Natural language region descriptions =
□ □ □ □ □
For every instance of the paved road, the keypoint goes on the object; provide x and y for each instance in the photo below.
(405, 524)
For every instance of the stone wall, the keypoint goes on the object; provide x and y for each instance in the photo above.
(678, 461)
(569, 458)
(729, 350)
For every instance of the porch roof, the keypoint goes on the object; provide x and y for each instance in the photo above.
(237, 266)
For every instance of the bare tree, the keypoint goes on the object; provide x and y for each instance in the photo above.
□ □ □ □ □
Your goal = Your reply should consist only of the lines from the one containing "For every instance of the porch" through the last line of the records, each reproduced exactly.

Exercise solution =
For every instance of the porch roof, the keypoint goes on the object; provide x and y for each instance in the photo above.
(237, 266)
For every instance of the bare tree, the keypoint goes on the object; provide x and y for each instance in the photo above.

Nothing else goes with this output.